**Given text**
* BEGIN *
How to extract the content of SQL-Files using R?

Question

I have of folder/directory of one of my colleagues full of sqlstatements. The folder is updated by him daily as well. I would like to document these sqlstatements for futures colleagues. However, I'm looking for a way to "automate" that process. I thought about to use crontab once a week and run a R-Markdown file which automatically update the existing R-Markdown file.

My approach is as follows:

path = "c:/SQL_files/"
out.file<-""
file.names <- dir(path, pattern =".sql") # here I changed `.txt` to `.sql`
for(i in 1:length(file.names)){
file <- read.csv2.sql(file.names[i],header=TRUE, sep=";",    stringsAsFactors=FALSE)
  out.file <- rbind(out.file, file)
}


# That second approach comes very close, but just generates a `.txt` for the first
#`.sql` file in the directory with the error:

   Error in match.names(clabs, names(xi)) : 
   names do not match previous names

where the files are:

 [1] "c:/SQL_files/first.sql"                                            
 [2] "c:/SQL_files/second.sql"     

 path = "c:/SQL_files/"
 out.file<-""
files <- list.files(path=path, pattern="*.sql", full.names=T, recursive=FALSE)
for(i in 1:length(files)){
  file <- read.table(files[i],header=TRUE, sep=";", stringsAsFactors=FALSE)
  out.file <- rbind(out.file, file)
* END *
**Written request 1**
Reproduce, word for word and in full, the post on extracting the text of SQL files with R.

**Records shown**
* BEGIN *
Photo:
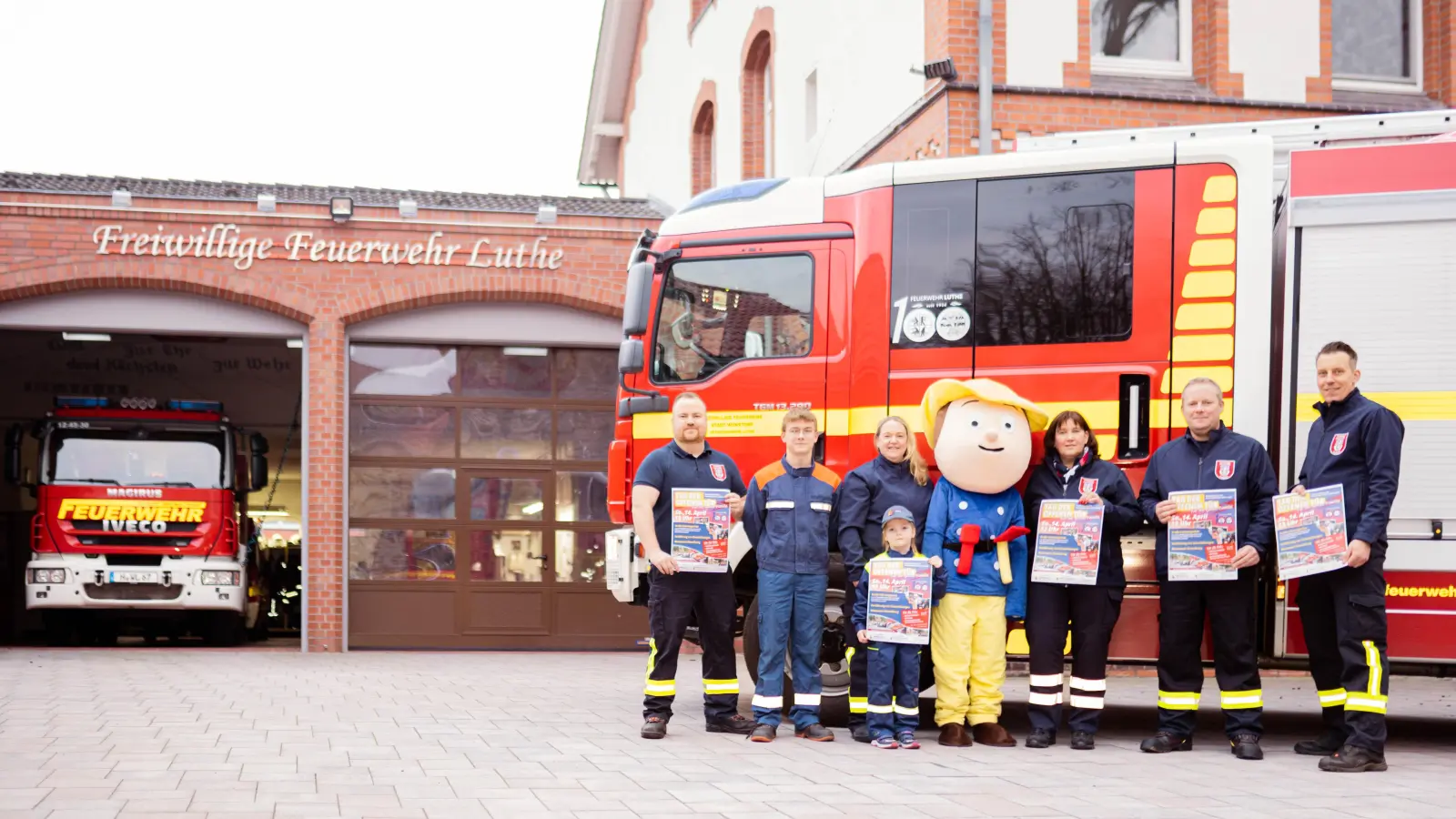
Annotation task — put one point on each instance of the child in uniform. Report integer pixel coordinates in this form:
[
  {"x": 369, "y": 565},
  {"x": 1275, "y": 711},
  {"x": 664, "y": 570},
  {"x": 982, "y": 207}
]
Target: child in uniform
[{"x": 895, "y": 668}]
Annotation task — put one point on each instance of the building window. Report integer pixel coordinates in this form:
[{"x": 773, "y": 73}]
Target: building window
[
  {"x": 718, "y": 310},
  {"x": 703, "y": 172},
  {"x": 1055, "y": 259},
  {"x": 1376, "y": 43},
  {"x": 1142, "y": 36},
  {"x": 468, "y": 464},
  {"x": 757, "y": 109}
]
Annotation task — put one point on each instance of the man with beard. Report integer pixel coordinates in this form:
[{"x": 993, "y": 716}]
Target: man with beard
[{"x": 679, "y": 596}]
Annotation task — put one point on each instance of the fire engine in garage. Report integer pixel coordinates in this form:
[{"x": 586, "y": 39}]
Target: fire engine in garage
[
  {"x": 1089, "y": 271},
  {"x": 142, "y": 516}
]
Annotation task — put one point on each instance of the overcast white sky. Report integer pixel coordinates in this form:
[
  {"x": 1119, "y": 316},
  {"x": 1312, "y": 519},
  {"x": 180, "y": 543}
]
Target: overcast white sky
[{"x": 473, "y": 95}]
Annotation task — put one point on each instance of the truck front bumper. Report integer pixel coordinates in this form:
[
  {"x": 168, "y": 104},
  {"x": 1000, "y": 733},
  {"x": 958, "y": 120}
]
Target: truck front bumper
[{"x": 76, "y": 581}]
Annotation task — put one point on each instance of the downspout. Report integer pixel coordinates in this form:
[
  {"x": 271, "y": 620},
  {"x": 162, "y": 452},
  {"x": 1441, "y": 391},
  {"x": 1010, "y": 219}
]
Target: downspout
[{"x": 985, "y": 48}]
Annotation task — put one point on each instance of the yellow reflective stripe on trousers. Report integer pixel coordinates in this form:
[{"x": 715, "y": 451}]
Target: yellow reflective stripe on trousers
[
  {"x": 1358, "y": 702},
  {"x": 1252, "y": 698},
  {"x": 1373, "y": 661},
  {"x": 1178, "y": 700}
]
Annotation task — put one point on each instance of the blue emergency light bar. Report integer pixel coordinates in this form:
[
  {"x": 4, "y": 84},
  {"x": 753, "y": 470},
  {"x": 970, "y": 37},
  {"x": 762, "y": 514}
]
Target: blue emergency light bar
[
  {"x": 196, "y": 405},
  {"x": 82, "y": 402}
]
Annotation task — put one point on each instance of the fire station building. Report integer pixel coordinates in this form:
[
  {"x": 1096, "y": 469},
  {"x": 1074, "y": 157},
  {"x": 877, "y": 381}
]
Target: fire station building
* END *
**Written request 2**
Convert everything in the listing, from the line containing "of the blue" down to the end of the listing, into a Markdown table with the columns Row and Text, where Row numbers each line and blank lines are left out.

**Worked solution 1**
How to extract the content of SQL-Files using R?

Question

I have of folder/directory of one of my colleagues full of sqlstatements. The folder is updated by him daily as well. I would like to document these sqlstatements for futures colleagues. However, I'm looking for a way to "automate" that process. I thought about to use crontab once a week and run a R-Markdown file which automatically update the existing R-Markdown file.

My approach is as follows:

path = "c:/SQL_files/"
out.file<-""
file.names <- dir(path, pattern =".sql") # here I changed `.txt` to `.sql`
for(i in 1:length(file.names)){
file <- read.csv2.sql(file.names[i],header=TRUE, sep=";",    stringsAsFactors=FALSE)
  out.file <- rbind(out.file, file)
}


# That second approach comes very close, but just generates a `.txt` for the first
#`.sql` file in the directory with the error:

   Error in match.names(clabs, names(xi)) : 
   names do not match previous names

where the files are:

 [1] "c:/SQL_files/first.sql"                                            
 [2] "c:/SQL_files/second.sql"     

 path = "c:/SQL_files/"
 out.file<-""
files <- list.files(path=path, pattern="*.sql", full.names=T, recursive=FALSE)
for(i in 1:length(files)){
  file <- read.table(files[i],header=TRUE, sep=";", stringsAsFactors=FALSE)
  out.file <- rbind(out.file, file)

**Worked solution 2**
| Row | Text |
|---|---|
| 1 | Annotation task — put one point on each instance of the blue emergency light bar. Report integer pixel coordinates in this form: |
| 2 | [ |
| 3 |   {"x": 4, "y": 84}, |
| 4 |   {"x": 753, "y": 470}, |
| 5 |   {"x": 970, "y": 37}, |
| 6 |   {"x": 762, "y": 514} |
| 7 | ] |
| 8 | Target: blue emergency light bar |
| 9 | [ |
| 10 |   {"x": 196, "y": 405}, |
| 11 |   {"x": 82, "y": 402} |
| 12 | ] |
| 13 | Annotation task — put one point on each instance of the fire station building. Report integer pixel coordinates in this form: |
| 14 | [ |
| 15 |   {"x": 1096, "y": 469}, |
| 16 |   {"x": 1074, "y": 157}, |
| 17 |   {"x": 877, "y": 381} |
| 18 | ] |
| 19 | Target: fire station building |